WORK TO BE COMPLETED —
Please recast the listing below as a Markdown table with the columns No. and Line, numbering each row and leaving out any blank lines.

▬▬▬

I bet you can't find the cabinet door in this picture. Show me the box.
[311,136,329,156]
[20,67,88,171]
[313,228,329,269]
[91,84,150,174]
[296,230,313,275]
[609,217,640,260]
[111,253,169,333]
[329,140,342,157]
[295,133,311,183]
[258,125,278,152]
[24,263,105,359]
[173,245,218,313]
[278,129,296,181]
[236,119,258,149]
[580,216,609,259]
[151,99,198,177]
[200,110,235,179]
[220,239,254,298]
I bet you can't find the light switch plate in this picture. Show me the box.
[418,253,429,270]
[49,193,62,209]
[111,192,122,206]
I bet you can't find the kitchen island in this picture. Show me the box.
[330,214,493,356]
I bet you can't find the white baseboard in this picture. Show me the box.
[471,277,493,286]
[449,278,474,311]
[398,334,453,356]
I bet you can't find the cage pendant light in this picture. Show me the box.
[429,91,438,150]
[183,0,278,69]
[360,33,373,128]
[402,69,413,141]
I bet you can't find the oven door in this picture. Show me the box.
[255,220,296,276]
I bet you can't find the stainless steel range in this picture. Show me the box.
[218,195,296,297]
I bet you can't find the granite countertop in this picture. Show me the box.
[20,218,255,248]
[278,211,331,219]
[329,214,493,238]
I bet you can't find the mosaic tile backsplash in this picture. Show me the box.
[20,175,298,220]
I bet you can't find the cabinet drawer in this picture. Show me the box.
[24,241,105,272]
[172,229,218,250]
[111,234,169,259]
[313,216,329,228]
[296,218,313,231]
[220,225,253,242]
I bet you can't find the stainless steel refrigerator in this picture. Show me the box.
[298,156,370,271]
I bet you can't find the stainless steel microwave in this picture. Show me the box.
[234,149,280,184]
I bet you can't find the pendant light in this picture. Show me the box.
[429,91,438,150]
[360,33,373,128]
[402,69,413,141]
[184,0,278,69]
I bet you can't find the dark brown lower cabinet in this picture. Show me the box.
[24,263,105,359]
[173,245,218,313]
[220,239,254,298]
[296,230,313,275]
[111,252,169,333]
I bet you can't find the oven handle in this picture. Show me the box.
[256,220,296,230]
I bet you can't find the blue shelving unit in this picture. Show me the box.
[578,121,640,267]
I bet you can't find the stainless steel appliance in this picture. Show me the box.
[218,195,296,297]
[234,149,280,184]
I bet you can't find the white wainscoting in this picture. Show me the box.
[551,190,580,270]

▬▬▬

COMPLETE OUTPUT —
| No. | Line |
|---|---|
| 1 | I bet you can't find the cabinet door in this picture. Show me the box. |
| 2 | [311,136,329,156] |
| 3 | [20,67,88,171] |
| 4 | [313,228,329,269] |
| 5 | [91,84,150,174] |
| 6 | [296,230,313,275] |
| 7 | [609,217,640,260] |
| 8 | [111,253,169,333] |
| 9 | [329,140,342,157] |
| 10 | [295,133,311,183] |
| 11 | [258,125,278,152] |
| 12 | [24,263,105,359] |
| 13 | [173,245,218,313] |
| 14 | [278,129,296,181] |
| 15 | [236,119,258,149] |
| 16 | [580,216,609,259] |
| 17 | [151,99,198,177] |
| 18 | [200,110,235,179] |
| 19 | [220,239,254,298] |
| 20 | I bet you can't find the light switch plate in this picture. Show me the box. |
| 21 | [418,253,429,270] |
| 22 | [49,193,62,209] |
| 23 | [111,192,122,206] |
| 24 | I bet you can't find the kitchen island in this picture. Show me the box. |
| 25 | [330,214,493,356] |
| 26 | I bet you can't find the white baseboard in this picture. Show me the box. |
| 27 | [471,277,493,286] |
| 28 | [449,278,474,311] |
| 29 | [398,334,453,356] |
| 30 | I bet you can't find the cage pendant light in this picture. Show me the box. |
| 31 | [429,91,438,150] |
| 32 | [183,0,278,69] |
| 33 | [360,33,373,128] |
| 34 | [402,69,413,141] |
| 35 | I bet you can't find the oven door in this picture. Show me the box. |
| 36 | [255,220,296,276] |
| 37 | I bet you can't find the stainless steel range in this picture. Show me the box. |
| 38 | [218,195,296,297] |
| 39 | I bet you can't find the granite countertop in this picture. Show me the box. |
| 40 | [20,218,255,248] |
| 41 | [278,211,331,219] |
| 42 | [329,214,493,238] |
| 43 | I bet you can't find the mosaic tile backsplash in this picture. Show me the box. |
| 44 | [20,175,298,220] |
| 45 | I bet you can't find the cabinet drawer in this picture. Show me the box. |
| 46 | [24,241,105,272] |
| 47 | [172,229,218,250] |
| 48 | [111,234,169,259] |
| 49 | [313,216,329,228] |
| 50 | [296,218,313,231] |
| 51 | [220,225,253,242] |
| 52 | I bet you can't find the stainless steel refrigerator in this picture. Show me the box. |
| 53 | [298,156,370,271] |
| 54 | I bet you can't find the stainless steel microwave in this picture. Show me the box. |
| 55 | [234,149,280,184] |
| 56 | I bet you can't find the pendant light in this picture. Show me the box. |
| 57 | [429,91,438,150] |
| 58 | [360,33,373,128] |
| 59 | [402,69,413,141] |
| 60 | [184,0,278,69] |
| 61 | I bet you can't find the dark brown lower cabinet in this picture. Show me the box. |
| 62 | [24,263,105,359] |
| 63 | [173,245,218,313] |
| 64 | [220,239,254,298] |
| 65 | [296,230,313,275] |
| 66 | [111,252,169,333] |
| 67 | I bet you can't find the oven handle in this picture. Show me the box. |
| 68 | [256,220,296,230] |
| 69 | I bet you can't find the blue shelving unit in this picture. Show me the box. |
| 70 | [578,121,640,267] |
| 71 | I bet you can't find the stainless steel appliance in this picture. Show me the box. |
| 72 | [218,195,296,297] |
| 73 | [234,149,280,184] |
| 74 | I bet you can't find the white wainscoting in this picture. Show me the box. |
| 75 | [551,190,580,270] |